*Required task*
Reproduce each of the entries below verbatim, line for line, leaving out the pictures.

*Provided entries*
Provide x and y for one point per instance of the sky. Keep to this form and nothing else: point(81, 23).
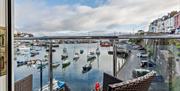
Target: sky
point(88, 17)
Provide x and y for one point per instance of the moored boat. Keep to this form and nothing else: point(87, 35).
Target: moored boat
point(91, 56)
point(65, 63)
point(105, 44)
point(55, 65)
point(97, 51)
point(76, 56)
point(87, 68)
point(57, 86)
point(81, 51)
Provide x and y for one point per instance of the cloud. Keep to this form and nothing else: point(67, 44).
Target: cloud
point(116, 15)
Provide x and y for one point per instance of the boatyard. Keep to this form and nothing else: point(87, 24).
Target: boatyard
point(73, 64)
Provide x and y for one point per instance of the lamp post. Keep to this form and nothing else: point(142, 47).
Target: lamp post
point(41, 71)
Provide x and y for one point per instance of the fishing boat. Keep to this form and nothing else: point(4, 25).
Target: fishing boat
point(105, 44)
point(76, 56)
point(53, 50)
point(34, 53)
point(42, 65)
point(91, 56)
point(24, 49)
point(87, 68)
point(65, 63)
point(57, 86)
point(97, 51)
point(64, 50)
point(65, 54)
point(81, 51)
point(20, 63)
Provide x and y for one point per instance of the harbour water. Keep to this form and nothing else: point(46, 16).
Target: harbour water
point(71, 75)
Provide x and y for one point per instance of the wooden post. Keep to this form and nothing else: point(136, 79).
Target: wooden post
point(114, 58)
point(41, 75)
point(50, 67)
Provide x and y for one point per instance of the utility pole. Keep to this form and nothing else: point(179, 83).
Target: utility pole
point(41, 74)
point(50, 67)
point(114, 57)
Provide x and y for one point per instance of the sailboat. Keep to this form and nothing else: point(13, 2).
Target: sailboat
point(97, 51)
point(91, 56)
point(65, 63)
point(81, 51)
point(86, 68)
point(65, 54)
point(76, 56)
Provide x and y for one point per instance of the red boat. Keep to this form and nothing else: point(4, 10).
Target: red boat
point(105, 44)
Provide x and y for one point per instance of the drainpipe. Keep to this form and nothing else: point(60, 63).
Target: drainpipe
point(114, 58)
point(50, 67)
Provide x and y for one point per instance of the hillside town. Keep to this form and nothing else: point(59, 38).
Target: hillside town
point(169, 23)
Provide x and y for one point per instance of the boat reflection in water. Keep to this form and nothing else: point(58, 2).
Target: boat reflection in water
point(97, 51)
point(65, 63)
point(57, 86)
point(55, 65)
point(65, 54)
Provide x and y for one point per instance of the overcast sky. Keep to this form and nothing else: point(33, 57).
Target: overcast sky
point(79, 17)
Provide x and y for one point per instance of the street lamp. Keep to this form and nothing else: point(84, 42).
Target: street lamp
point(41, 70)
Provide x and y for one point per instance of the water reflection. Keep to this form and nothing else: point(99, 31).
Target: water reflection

*Task output*
Provide x and y for one point per instance of the sky. Keep to this form and nothing else: point(81, 23).
Target: sky
point(88, 17)
Provide x and y for one point per instance of the moored boat. Keep to this form and nothing else: point(87, 35).
Target: moored boat
point(91, 56)
point(65, 63)
point(105, 44)
point(55, 65)
point(97, 51)
point(76, 56)
point(87, 68)
point(57, 86)
point(81, 51)
Provide x and y for one point per instance of the cloud. Keep to this form and nothing else: point(67, 44).
Target: cloud
point(116, 15)
Provide x and y for one point per instance of the boatyard. Keep to this form and nothing else: point(87, 24).
Target: boatyard
point(73, 64)
Provide x and y for one point per instance of the lamp post. Keep to this form and nothing else: point(142, 47).
Target: lamp post
point(41, 71)
Provide x and y for one point per instance of the fishing boat. Keep to this form and nothing else: point(4, 25).
Target: fishing boat
point(105, 44)
point(76, 56)
point(53, 50)
point(34, 53)
point(42, 65)
point(91, 56)
point(24, 49)
point(87, 68)
point(65, 63)
point(57, 86)
point(97, 51)
point(64, 50)
point(65, 54)
point(81, 51)
point(20, 63)
Provide x and y for one point per instance of the harbour water. Keep to this form and nothing else: point(46, 16).
Target: harbour water
point(71, 75)
Provide x and y for one point per instance of the wooden post. Keep to this form and nothing else: point(136, 79).
Target: wooden post
point(114, 58)
point(41, 75)
point(50, 67)
Provide x and y for one point per instance of the utility pole. Keep to this form and nothing else: point(179, 83).
Target: utility pole
point(41, 74)
point(50, 67)
point(114, 57)
Provide x and y for one point per instance of the sailboat. Keep to this form and nothing else: point(13, 2).
Target: sailboat
point(97, 51)
point(91, 56)
point(65, 63)
point(81, 51)
point(86, 68)
point(65, 54)
point(76, 56)
Provide x and y for one point per instance of the red boat. Keep to this form and nothing else: point(4, 10).
Target: red boat
point(105, 44)
Provide x and y for one point per instance of the drainpipe. Keep to this form and nothing else: point(60, 63).
Target: drainpipe
point(114, 58)
point(50, 67)
Provide x and y for one point per instance of the hillside town. Keep to this form and nothing else: point(59, 38).
Target: hillside town
point(169, 23)
Provide x and y for one point per instance of the boat reflection in water. Keep to this form and nothing else: point(58, 2).
Target: boat reflection in water
point(97, 51)
point(65, 63)
point(57, 86)
point(55, 65)
point(65, 54)
Provide x and y for one point per instance of the overcast sky. Keep to this form and nothing else: point(33, 57).
Target: overcast sky
point(79, 17)
Provide x and y for one point per instance of the street lamp. Keep to this form and nothing else: point(84, 42).
Target: street lamp
point(41, 70)
Provide x and y for one point per instance of the water reflection. Keep to this form and nothing else: point(99, 31).
Target: water reflection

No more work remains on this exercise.